# [Work request]
Copy out all the data, word for word.

Natural-language object grounding data:
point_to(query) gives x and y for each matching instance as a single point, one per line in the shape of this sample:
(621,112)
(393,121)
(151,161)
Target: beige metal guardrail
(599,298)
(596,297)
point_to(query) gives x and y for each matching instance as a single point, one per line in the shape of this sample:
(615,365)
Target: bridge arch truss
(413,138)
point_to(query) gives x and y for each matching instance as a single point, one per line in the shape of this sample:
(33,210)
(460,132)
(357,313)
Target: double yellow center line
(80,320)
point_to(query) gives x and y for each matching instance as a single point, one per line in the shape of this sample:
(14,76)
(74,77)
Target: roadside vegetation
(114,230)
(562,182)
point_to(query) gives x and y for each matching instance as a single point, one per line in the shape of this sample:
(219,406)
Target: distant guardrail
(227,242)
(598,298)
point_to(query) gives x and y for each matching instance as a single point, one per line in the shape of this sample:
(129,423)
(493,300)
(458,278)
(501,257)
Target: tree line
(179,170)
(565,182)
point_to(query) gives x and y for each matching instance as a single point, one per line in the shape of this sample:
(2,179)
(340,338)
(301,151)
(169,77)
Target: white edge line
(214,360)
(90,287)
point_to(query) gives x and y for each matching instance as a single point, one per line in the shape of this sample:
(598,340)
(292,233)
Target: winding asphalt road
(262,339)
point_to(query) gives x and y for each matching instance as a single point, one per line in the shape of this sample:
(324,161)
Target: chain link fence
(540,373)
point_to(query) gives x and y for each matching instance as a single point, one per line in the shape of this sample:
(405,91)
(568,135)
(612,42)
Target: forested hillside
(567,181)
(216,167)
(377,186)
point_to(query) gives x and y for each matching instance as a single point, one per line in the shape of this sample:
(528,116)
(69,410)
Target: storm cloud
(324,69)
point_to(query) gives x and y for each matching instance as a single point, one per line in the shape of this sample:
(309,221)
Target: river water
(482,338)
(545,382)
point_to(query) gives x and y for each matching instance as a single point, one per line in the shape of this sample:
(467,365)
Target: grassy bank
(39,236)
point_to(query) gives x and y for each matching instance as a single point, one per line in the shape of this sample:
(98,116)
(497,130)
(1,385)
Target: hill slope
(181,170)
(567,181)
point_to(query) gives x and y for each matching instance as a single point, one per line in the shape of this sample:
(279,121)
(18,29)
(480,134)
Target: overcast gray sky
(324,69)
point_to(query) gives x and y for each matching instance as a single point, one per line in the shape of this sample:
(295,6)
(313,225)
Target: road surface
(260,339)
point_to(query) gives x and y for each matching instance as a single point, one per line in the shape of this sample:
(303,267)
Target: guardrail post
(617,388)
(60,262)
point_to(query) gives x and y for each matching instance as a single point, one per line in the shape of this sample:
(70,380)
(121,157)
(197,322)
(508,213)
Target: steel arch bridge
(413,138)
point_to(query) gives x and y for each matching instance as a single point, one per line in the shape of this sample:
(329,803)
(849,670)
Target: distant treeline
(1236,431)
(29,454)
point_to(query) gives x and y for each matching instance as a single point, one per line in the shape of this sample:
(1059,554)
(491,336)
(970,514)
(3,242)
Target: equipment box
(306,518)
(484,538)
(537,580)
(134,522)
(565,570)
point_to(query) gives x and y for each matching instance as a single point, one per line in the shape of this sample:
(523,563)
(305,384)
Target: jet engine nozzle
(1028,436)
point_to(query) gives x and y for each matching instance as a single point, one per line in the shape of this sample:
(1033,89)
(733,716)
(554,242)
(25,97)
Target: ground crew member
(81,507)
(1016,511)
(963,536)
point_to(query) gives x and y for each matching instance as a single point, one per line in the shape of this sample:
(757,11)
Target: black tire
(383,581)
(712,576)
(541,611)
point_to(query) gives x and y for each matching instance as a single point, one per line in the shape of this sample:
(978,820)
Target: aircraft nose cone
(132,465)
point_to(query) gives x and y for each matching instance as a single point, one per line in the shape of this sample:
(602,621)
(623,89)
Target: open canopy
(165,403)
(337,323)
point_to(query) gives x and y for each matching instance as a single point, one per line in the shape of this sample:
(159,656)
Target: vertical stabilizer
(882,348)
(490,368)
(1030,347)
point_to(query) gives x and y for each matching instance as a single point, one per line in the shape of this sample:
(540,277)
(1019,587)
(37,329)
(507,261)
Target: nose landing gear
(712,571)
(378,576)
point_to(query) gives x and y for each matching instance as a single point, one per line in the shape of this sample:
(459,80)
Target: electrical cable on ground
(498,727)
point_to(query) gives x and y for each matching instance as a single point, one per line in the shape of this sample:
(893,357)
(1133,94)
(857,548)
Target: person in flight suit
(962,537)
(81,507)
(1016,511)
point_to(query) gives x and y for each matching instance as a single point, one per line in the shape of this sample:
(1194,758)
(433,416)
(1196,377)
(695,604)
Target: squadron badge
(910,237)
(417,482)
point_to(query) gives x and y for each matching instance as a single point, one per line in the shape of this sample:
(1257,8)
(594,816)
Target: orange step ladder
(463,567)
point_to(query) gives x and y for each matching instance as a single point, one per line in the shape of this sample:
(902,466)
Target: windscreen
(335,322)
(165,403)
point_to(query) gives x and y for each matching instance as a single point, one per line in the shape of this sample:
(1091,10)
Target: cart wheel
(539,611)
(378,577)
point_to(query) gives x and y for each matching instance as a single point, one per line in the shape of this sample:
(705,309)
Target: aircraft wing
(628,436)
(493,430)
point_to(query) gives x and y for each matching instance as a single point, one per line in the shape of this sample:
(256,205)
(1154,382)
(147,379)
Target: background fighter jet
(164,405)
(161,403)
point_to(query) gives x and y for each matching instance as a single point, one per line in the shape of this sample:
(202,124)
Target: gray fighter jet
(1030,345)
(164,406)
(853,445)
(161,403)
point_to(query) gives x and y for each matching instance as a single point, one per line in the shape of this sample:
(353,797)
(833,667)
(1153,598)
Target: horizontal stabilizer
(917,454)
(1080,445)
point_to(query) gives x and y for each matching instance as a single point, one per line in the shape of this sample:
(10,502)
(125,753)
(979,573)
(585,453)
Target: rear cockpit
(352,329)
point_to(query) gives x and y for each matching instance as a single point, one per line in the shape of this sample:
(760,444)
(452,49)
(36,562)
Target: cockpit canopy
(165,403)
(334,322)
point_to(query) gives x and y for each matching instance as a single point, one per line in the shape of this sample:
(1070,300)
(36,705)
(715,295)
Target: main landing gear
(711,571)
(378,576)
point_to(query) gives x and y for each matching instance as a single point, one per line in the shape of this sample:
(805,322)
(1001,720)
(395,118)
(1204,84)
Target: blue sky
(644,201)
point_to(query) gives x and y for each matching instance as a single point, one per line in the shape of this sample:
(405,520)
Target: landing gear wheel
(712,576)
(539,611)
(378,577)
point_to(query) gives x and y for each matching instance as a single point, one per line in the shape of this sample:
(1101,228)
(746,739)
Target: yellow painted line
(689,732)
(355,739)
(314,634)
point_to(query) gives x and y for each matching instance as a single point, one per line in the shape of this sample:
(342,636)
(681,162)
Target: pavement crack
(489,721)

# [Task solution]
point_to(query) gives x and y for each matching instance as a single point, one per line in the shape of this sample:
(621,112)
(393,121)
(151,161)
Target: beige metal guardrail
(599,298)
(596,297)
point_to(query) gives x and y for each matching instance as a single point, one per line in the shape of this sample:
(615,365)
Target: bridge arch truss
(413,138)
point_to(query) gives x and y for each matching instance as a single point, one per line in the shape of this sample:
(33,210)
(460,132)
(357,313)
Target: double yellow center line
(80,320)
point_to(query) gives x and y for each matching instance as a single point, one per line in the shape of this sample:
(14,76)
(74,77)
Target: roadside vegetation
(114,230)
(562,182)
point_to(query) gives x and y for each matching instance as a single point, one per line in the shape of this sample:
(219,406)
Target: distant guardrail
(227,242)
(598,298)
point_to(query) gives x and y for each matching instance as a single point, one per line in the shape of this sample:
(129,423)
(493,300)
(458,278)
(501,257)
Target: tree line
(179,170)
(565,182)
point_to(query) gives x and y for each matching instance as a single point, one per line in the shape of this sample:
(2,179)
(340,338)
(301,151)
(169,77)
Target: white edge line
(214,360)
(90,287)
point_to(query) gives x and y for each matching instance as a single point, one per line in the shape of this sample:
(598,340)
(292,233)
Target: winding asphalt road
(262,339)
point_to(query) gives x and y for each matching instance as a single point, one per line in the shape of this sample:
(324,161)
Target: chain link fence
(540,373)
point_to(query) gives x and y for each matching instance as a single point, one per line in the shape of this sample:
(405,91)
(568,135)
(612,42)
Target: forested hillside
(567,181)
(216,167)
(377,186)
point_to(query) gives x and y for each matching instance as a single point, one per line in the shape of this sample:
(528,116)
(69,410)
Target: storm cloud
(324,69)
point_to(query) gives x and y for each matching instance as a single point, one per line in the shape of this sample:
(309,221)
Target: river water
(482,338)
(545,382)
point_to(query) gives x and y for each matching instance as a single point, one per line in the shape of this sample:
(467,365)
Target: grassy bank
(39,236)
point_to(query) gives x and y for each matching instance as a single point, one per line in the shape of this sample:
(98,116)
(497,130)
(1,385)
Target: hill slope
(181,170)
(567,181)
point_to(query) gives x and y for each matching instance as a single point, one per line in the shape of this sample:
(279,121)
(18,29)
(480,134)
Target: overcast gray sky
(324,69)
point_to(query) gives x and y for each matching instance as a single point, one per line in the shape of this sample:
(295,6)
(313,225)
Target: road surface
(260,339)
point_to(query) gives x and y for each matching instance as a single point, one per line in the shape of this sample:
(303,267)
Target: guardrail post
(617,388)
(60,262)
point_to(query) gives x and y for each matching instance as a single point, one per line in the shape of this sample:
(70,380)
(121,157)
(197,322)
(508,213)
Target: steel arch bridge
(413,138)
point_to(query) gives x and y for each matching instance as a single point, one per line in the shape of this sample:
(329,803)
(849,670)
Target: distant treeline
(1236,431)
(29,454)
point_to(query) gives x and y for each matching instance as a single point, one per line in the shape of this sample:
(1059,554)
(491,336)
(970,514)
(3,242)
Target: equipment box
(306,518)
(484,538)
(537,580)
(134,522)
(565,570)
point_to(query) gives x and y for each matching instance as a single point, one per line in the shape of this sample:
(523,563)
(305,384)
Target: jet engine nozzle
(1028,436)
point_to(query) gives x and y for each matching instance as a single point, one per line in the shape of this sample:
(1033,89)
(733,716)
(554,242)
(25,97)
Target: ground crew member
(81,507)
(1016,511)
(963,536)
point_to(query) gives x and y for each matching instance as a single point, one per line in the shape of this sample:
(757,11)
Target: black tire
(383,581)
(712,576)
(541,611)
point_to(query) gives x and y for each matching instance as a single point, one per line in the shape of this sample:
(978,820)
Target: aircraft nose cone
(132,465)
point_to(query) gives x and y for each matching instance as a single point, one per line in the shape of this sample:
(602,621)
(623,89)
Target: open canopy
(165,403)
(337,323)
point_to(query) gives x and y for each matching instance as a single point, one per line in the shape of this sample:
(159,656)
Target: vertical stabilizer
(882,348)
(490,368)
(1030,347)
point_to(query) gives x and y for each matching instance as a single point, one per line in the shape of this sample:
(540,277)
(1019,587)
(37,329)
(507,261)
Target: nose landing gear
(712,571)
(378,576)
point_to(query) gives x and y for each matching instance as a single point, one per line in the shape of this sample:
(459,80)
Target: electrical cable on ground
(498,727)
point_to(query) gives x and y for each matching instance as a single point, one per line in the shape of this sample:
(893,357)
(1133,94)
(857,548)
Target: person in flight suit
(962,537)
(81,507)
(1016,511)
point_to(query) gives x and y for each matching instance as a single point, one per line in the shape of this sample:
(1194,758)
(433,416)
(1196,377)
(695,604)
Target: squadron badge
(910,237)
(417,482)
point_to(query) gives x and y for each matching instance as a single point, one per line in the shape of this sample:
(1257,8)
(594,816)
Target: orange step ladder
(463,567)
point_to(query) gives x and y for each matching instance as a single point, one per line in the shape of this sample:
(902,466)
Target: windscreen
(335,322)
(165,403)
point_to(query) gives x and y for each matching instance as a single point, one per line in the shape of this sample:
(1091,10)
Target: cart wheel
(539,611)
(378,577)
point_to(query) gives x and y for each matching instance as a single point, one per line in the shape of this sample:
(705,309)
Target: aircraft wing
(628,436)
(493,430)
point_to(query) gives x and y for each matching instance as a single point, one per line in the shape of this sample:
(256,205)
(1154,382)
(147,379)
Target: background fighter jet
(164,405)
(161,403)
point_to(query) gives x and y for each matching instance as a single point, one per line in the shape of this sample:
(202,124)
Target: gray fighter jet
(1030,345)
(164,406)
(853,445)
(161,403)
point_to(query) gives x and y for each matching instance as a single point, one per line in the shape of this sample:
(353,797)
(833,667)
(1153,598)
Target: horizontal stabilizer
(917,454)
(1080,445)
point_to(query) gives x and y for each matching instance as a single point, one per line in the shape of this sample:
(10,502)
(125,753)
(979,573)
(585,453)
Target: rear cockpit
(352,329)
point_to(query) gives x and y for each matching instance as a single point, one per line in the shape of this sample:
(760,444)
(452,49)
(36,562)
Target: cockpit canopy
(165,403)
(334,322)
point_to(query) gives x and y for each matching instance as a single point, one per line in the shape of this sample:
(1070,300)
(36,705)
(715,295)
Target: main landing gear
(711,571)
(378,576)
point_to(query) gives x and y for each matching instance as a single point, one per line in the shape of this sample:
(805,322)
(1001,720)
(395,118)
(1204,84)
Target: blue sky
(644,201)
point_to(query) gives x and y for each matching instance as a single point, one per line in the shape of this sample:
(405,520)
Target: landing gear wheel
(712,576)
(539,611)
(378,577)
point_to(query) gives x and y for each matching instance as a single point, one per line in the shape of this sample:
(1101,228)
(746,739)
Target: yellow painted line
(689,732)
(355,739)
(314,634)
point_to(query) gives x and y for each matching instance as a single point, one per line in the shape of this sample:
(342,636)
(681,162)
Target: pavement crack
(489,721)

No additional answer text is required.